**Work order 1**: According to the court opinion on insanity verdicts, what event first made the meaning of a verdict of not guilty by reason of insanity clear in this jurisdiction?
**Work order 2**: Pick up the court opinion on insanity jury instructions after its last sentence and continue it.

Top of Reading passage

4. When not objected to on trial or raised on appeal, is it reversible error under 28 U.S.C. 4244 for the trial judge to permit the judicial finding of competency to stand trial to be read into the record as a counterbalance to defense counsel's introduction of an earlier finding that the accused was not competent to stand trial?
* The judge told the jury:
'If a defendant is found not guilty on the ground of insanity, it then becomes the duty of the Court to commit him to St. Elizabeths Hospital, and this the Court would do. The defendant then would remain at St. Elzabeths Hospital until he is cured and it is deemed safe to release him; and when that time arrives he will be released and will suffer no further consequences from this offense.'
This point arises under the doctrine, well established and sound, that the jury has no concern with the consequences of a verdict, either in the sentence, if any, or the nature or extent of it, or in probation. But we think that doctrine does not apply in the problem before us. The issue of insanity having been fairly raised, the jury may return one of three verdicts, guilty, not guilty, or not guilty by reason of insanity. Jurors, in common with people in general, are aware of the meanings of verdicts of guilty and not guilty. It is common knowledge that a verdict of not guilty means that the prisoner goes free and that a verdict of guilty means that he is subject to such punishment as the court may impose. But a verdict of not guilty by reason of insanity has no such commonly understood meaning. As a matter of fact its meaning was not made clear in this jurisdiction until Congress enacted the statute of August 9, 1955.1 It means neither freedom nor punishment. It means the accused will be confined in a hospital for the mentally ill until the superintendent of such hospital certifies, and the court is satisfied, that such person has recovered his sanity and will not in the reasonable future be dangerous to himself or others. We think the jury has a right to know the meaning of this possible verdict as accurately as it knows by common knowledge the meaning of the other two possible verdicts.
We do not prescribe a form of instruction. We think a recitation of the statutory procedure in great detail, such as reading the entire section of the statute, would tend to increase confusion. We think that when the instruction is given the jury should simply be informed that a verdict of not guilty by reason of insanity means that the accused will be confined in a hospital for the mentally ill until the superintendent has certified, and the court is satisfied, that such person has recovered his sanity and will not in the reasonable future be dangerous to himself or to others, in which event and at which time the court shall order his release either unconditionally or under such conditions as the court may see fit. We discussed this matter in Taylor v. United States, which was decided2 prior to the enactment of the present statute. Elaboration here is unnecessary.
Sometimes a defendant may not want such an instruction given. If that appears affirmativelt on the record we would not regard failure to give it as grounds for reversal. Otherwise, whenever hereafter the defense of insanity is fairly raised, the trial judge shall instruct the jury as to the legal meaning of a verdict of not guilty by reason of insanity in accordance with the view expressed in this opinion.3
The language used by the trial court in the present case is not as precise as it might have been in stating the content of the statute. But we think this failure is not error sufficient to require or justify reversal.

Bottom of Reading passage
Top of Entries provided

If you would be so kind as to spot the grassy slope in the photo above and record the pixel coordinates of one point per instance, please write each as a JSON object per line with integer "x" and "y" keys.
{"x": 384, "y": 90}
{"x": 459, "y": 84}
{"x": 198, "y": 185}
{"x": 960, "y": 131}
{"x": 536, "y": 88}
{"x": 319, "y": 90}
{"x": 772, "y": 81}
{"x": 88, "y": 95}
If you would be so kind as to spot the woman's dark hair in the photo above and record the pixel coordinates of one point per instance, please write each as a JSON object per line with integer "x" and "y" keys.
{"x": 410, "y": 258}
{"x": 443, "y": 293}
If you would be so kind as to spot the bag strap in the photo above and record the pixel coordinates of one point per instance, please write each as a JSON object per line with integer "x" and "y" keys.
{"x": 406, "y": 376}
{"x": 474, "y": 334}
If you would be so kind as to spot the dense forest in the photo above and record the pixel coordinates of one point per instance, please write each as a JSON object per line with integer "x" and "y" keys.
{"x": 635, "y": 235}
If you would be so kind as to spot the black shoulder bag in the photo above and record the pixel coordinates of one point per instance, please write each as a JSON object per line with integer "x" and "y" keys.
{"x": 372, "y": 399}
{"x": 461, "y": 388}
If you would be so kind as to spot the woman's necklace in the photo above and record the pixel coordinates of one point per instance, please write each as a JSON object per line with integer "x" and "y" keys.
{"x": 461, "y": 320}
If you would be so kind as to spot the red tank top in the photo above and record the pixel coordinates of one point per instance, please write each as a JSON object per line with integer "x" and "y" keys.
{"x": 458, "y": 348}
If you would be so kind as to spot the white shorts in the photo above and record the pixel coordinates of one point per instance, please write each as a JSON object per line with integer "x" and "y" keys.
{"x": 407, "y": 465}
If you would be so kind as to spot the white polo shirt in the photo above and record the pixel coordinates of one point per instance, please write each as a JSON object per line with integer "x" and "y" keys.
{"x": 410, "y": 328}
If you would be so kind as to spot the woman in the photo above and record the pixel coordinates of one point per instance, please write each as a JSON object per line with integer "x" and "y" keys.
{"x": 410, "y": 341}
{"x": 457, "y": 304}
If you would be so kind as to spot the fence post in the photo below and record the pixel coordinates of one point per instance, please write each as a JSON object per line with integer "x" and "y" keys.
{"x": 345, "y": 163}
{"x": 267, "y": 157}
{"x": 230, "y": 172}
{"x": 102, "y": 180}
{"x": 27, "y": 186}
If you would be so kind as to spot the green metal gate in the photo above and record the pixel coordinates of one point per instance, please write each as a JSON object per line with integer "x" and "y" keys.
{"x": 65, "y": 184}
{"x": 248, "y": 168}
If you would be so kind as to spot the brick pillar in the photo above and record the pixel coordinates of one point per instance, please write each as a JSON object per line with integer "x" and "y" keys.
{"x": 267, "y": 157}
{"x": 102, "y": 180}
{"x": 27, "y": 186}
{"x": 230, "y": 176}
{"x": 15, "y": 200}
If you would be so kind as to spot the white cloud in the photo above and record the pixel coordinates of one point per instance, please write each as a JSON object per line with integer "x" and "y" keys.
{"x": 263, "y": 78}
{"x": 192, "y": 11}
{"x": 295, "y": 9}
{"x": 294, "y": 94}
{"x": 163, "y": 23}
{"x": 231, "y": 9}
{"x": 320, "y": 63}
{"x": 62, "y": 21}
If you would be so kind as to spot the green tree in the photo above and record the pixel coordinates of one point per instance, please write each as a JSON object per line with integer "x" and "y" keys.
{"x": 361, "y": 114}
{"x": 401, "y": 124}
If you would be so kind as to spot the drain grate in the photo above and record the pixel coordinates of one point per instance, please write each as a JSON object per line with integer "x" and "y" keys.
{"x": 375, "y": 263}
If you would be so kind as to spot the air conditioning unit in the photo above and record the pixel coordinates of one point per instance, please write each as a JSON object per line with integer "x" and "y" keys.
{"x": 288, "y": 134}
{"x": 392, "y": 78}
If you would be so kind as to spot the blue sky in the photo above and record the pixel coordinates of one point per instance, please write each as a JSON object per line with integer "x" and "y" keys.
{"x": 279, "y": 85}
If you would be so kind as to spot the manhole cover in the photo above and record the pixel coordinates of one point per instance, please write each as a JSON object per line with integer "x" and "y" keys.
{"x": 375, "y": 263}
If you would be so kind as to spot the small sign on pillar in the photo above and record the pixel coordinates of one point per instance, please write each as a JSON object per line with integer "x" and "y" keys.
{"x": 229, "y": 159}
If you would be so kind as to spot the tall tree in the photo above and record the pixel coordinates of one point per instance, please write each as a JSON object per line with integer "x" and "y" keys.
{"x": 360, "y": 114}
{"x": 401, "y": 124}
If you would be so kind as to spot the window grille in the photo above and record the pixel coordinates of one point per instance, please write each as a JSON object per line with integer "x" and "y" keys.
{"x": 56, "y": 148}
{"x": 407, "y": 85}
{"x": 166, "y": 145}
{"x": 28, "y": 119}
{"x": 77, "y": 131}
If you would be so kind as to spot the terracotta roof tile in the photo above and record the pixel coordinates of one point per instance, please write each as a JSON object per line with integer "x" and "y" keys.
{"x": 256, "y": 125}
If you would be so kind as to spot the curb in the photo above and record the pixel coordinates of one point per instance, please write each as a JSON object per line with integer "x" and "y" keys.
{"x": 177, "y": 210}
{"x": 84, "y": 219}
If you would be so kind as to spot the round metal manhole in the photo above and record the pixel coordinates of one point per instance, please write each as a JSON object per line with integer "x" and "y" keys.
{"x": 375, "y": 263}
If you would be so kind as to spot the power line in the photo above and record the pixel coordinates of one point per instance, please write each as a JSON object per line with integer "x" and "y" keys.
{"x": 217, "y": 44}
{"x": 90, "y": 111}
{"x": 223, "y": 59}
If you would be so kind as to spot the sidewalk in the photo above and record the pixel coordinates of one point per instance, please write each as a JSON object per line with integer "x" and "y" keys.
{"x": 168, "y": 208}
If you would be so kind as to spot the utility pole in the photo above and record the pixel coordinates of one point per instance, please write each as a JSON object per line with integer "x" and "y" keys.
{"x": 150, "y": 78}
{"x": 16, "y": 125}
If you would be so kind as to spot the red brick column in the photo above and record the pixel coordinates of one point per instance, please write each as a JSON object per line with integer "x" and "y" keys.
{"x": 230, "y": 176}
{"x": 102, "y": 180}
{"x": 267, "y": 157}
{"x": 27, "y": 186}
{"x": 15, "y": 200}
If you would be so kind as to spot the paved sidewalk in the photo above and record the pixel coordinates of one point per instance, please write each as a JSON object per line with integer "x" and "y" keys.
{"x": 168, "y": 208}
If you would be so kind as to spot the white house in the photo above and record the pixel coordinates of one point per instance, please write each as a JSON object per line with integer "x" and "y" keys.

Bottom of Entries provided

**Your response 1**: Congress's enactment of the statute of August 9, 1955.

**Your response 2**:
Having made to the jury the statement above quoted and discussed, the trial judge immediately said:
'I think I should add that Dr. Cushard of St. Elizabeths Hospital testified, as you will recall, that on a prior occasion he found no mental disorder whatever in the defendant, and that the defendant was a man of average intelligence.'
Dr. Cushard had so testified.4 The question is whether the trial judge erred in making the quoted remark at the time and in the context in which he made it. Clearly the trial judge could summarize and comment upon this part of the evidence, as he could upon all or any of the evidence, when he was summarizing the evidence in the case. Error is urged because he called attention to this evidence not in the course of his summation of evidence but in immediate connection with his statement to the jury that if acquitted by reason of insanity Lyles would be committed to a mental institution. The quoted remark is said to convey an emphatic inference that if so committed Lyles would shortly be released.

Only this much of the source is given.